▸ WHAT TO PRODUCE: Which lines in the rows below contain the string "roof"? Pull out each of them in full.

▸ INPUT ROWS:
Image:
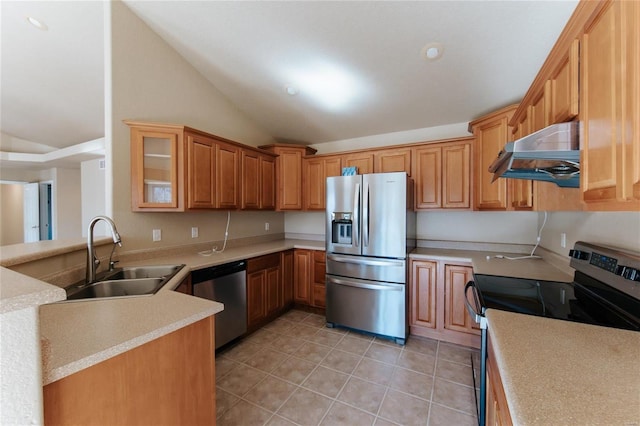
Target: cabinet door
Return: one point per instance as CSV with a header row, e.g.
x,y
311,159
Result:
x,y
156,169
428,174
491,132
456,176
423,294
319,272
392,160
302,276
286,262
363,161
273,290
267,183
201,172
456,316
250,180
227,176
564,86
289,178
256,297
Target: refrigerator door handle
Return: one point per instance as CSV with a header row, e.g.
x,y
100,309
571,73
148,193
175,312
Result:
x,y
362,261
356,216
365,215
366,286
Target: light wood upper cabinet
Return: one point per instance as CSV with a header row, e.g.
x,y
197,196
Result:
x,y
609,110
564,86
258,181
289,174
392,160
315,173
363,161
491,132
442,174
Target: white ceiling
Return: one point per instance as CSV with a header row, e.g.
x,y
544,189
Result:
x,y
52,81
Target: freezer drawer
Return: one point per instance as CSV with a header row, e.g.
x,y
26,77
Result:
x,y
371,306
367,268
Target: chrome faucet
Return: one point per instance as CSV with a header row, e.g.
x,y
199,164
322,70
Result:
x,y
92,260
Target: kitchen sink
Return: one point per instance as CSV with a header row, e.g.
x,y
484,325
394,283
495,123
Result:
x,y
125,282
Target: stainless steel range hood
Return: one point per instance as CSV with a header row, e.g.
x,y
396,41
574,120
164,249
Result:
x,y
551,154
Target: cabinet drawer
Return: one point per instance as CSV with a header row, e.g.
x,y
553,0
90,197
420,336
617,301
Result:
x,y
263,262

--

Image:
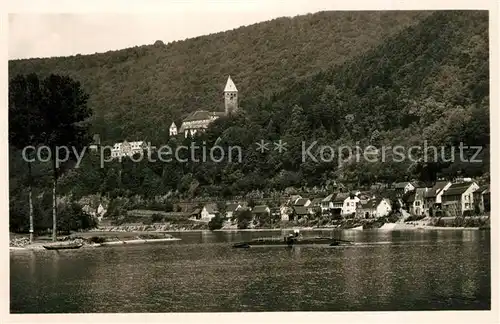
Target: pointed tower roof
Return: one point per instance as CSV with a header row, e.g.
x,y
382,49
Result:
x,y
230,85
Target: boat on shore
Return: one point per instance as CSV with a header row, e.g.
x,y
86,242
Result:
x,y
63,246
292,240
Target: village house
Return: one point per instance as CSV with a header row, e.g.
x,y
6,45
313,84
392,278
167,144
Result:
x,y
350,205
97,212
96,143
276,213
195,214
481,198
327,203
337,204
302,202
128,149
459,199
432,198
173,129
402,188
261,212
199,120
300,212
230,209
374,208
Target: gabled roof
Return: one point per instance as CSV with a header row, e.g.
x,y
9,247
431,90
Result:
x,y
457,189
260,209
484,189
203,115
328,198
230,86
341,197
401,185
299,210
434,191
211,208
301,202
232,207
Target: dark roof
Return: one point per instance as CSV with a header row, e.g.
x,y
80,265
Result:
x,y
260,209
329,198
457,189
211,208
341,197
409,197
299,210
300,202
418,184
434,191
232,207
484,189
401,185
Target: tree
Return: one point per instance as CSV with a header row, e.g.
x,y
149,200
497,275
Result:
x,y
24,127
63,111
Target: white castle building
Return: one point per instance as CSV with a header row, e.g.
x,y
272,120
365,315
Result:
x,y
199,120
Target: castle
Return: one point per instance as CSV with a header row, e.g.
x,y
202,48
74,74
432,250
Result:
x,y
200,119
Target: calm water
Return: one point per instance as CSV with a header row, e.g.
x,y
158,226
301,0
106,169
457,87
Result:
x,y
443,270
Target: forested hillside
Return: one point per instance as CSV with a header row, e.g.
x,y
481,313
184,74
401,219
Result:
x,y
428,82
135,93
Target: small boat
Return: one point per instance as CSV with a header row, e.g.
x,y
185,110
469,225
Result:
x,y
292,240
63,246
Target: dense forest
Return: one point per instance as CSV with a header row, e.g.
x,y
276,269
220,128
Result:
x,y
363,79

▸ SOLUTION FOR THIS PROBLEM:
Target: pointed tower roof
Target: gabled roof
Target: dark roof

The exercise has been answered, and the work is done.